(DATA EXTRACT begins)

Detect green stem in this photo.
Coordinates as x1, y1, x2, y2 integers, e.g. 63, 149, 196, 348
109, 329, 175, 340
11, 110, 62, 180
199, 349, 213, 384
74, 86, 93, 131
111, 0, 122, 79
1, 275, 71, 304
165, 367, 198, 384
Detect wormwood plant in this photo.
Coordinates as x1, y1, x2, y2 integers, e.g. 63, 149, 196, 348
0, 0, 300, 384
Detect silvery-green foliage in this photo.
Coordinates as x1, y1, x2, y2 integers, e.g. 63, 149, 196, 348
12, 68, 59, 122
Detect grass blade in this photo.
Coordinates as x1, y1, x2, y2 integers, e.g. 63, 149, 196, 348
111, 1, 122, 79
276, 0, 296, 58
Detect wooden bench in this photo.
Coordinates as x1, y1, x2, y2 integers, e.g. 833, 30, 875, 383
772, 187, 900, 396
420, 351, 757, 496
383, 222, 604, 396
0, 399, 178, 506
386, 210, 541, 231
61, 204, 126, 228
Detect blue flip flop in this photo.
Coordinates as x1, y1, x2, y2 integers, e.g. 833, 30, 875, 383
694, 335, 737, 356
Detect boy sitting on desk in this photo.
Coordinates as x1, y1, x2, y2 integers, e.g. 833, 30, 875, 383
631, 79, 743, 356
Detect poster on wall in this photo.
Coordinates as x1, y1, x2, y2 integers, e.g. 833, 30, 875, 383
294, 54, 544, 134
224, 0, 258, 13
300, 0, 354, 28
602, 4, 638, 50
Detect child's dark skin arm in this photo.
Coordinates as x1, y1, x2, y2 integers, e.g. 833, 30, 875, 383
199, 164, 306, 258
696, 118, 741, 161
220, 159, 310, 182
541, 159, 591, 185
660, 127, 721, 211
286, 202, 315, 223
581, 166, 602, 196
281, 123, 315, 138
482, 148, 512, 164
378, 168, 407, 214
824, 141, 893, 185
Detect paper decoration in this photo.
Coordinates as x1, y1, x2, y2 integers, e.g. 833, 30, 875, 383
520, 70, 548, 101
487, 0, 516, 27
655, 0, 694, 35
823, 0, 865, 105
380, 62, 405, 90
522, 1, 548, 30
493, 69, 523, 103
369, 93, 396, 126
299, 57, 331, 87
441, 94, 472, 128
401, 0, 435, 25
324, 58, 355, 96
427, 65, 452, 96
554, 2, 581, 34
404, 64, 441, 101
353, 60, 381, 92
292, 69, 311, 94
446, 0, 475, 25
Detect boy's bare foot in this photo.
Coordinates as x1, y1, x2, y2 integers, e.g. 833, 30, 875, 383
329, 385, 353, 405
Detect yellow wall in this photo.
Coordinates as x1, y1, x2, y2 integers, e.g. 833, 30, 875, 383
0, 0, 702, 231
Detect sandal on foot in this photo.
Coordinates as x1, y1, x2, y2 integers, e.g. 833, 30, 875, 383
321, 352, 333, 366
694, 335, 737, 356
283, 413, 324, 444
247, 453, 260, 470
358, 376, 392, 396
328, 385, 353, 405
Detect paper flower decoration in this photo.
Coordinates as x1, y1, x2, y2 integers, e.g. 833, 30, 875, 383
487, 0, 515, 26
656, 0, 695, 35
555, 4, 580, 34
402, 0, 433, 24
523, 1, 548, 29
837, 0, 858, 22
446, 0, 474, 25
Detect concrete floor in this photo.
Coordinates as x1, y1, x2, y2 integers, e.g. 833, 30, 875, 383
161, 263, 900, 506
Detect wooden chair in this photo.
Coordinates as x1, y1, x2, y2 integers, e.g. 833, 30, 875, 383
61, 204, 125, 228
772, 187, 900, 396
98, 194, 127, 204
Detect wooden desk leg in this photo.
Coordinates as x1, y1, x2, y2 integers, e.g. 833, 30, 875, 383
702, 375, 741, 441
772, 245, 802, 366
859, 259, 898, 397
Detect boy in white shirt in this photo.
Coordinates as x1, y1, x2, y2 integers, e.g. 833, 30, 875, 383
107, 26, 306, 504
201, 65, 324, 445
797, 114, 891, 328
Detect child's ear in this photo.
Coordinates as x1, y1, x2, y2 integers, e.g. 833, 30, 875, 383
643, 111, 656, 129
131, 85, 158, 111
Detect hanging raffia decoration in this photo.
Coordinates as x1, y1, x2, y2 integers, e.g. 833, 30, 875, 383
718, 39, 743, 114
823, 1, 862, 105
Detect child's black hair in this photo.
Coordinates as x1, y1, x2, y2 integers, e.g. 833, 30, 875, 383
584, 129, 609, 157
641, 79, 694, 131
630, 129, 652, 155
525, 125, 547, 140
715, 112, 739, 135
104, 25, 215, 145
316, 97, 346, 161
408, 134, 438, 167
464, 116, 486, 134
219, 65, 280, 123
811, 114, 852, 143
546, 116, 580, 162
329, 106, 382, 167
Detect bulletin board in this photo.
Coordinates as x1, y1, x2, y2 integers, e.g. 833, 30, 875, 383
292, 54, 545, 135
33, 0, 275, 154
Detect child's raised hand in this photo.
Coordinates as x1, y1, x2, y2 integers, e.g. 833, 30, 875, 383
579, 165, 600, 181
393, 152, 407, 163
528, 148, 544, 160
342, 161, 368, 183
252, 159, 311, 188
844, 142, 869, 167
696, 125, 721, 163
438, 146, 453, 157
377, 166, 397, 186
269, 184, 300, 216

(DATA EXTRACT ends)

→ **TRY IT**:
Every line above that holds the word "desk" should be copied out.

→ **FINISHED EXERCISE**:
Detect boy sitting on desk in this photo.
Detect wooden desk leg in this photo.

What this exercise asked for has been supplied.